# [Stored data]
═══

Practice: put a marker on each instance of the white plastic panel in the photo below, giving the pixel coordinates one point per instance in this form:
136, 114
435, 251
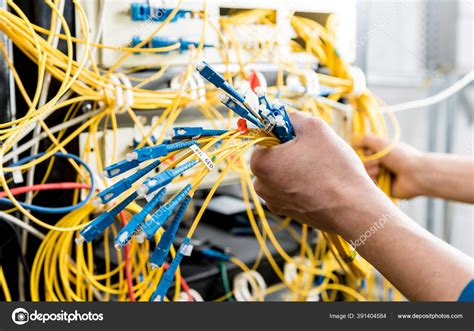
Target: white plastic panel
119, 29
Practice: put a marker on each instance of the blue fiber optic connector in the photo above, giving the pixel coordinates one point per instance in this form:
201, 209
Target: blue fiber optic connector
145, 12
161, 215
162, 249
168, 277
120, 167
239, 110
126, 233
121, 186
195, 132
96, 227
153, 152
218, 81
154, 183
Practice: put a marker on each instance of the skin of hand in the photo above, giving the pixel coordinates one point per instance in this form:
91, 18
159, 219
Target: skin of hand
403, 162
316, 176
416, 173
318, 179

═══

# [Exercise description]
Update the data above by changing every "put a marker on" to "place a point on" and leaving everything else as it is. Omit the pictures from your version.

# [Result for this task]
Practice: place a point on each instance of the white plastic panel in the photo below, giving the pixel coordinates one point per instance in this form:
136, 114
435, 251
Target: white plastic panel
119, 29
Practice: place a point on each instance of the blue fiber optic connector in the photo above, giving the pixel coordinates one point per instance in this form:
201, 209
Target: blue fiber optic connector
145, 12
161, 215
162, 249
168, 277
120, 167
239, 110
126, 233
121, 186
195, 132
96, 227
153, 152
218, 81
154, 183
Practice: place a point on each instance of the skin of hand in the photo above, giving the pixel coordinates one point per instance in this form:
91, 18
159, 219
Target: skin of hand
403, 162
316, 176
416, 173
318, 179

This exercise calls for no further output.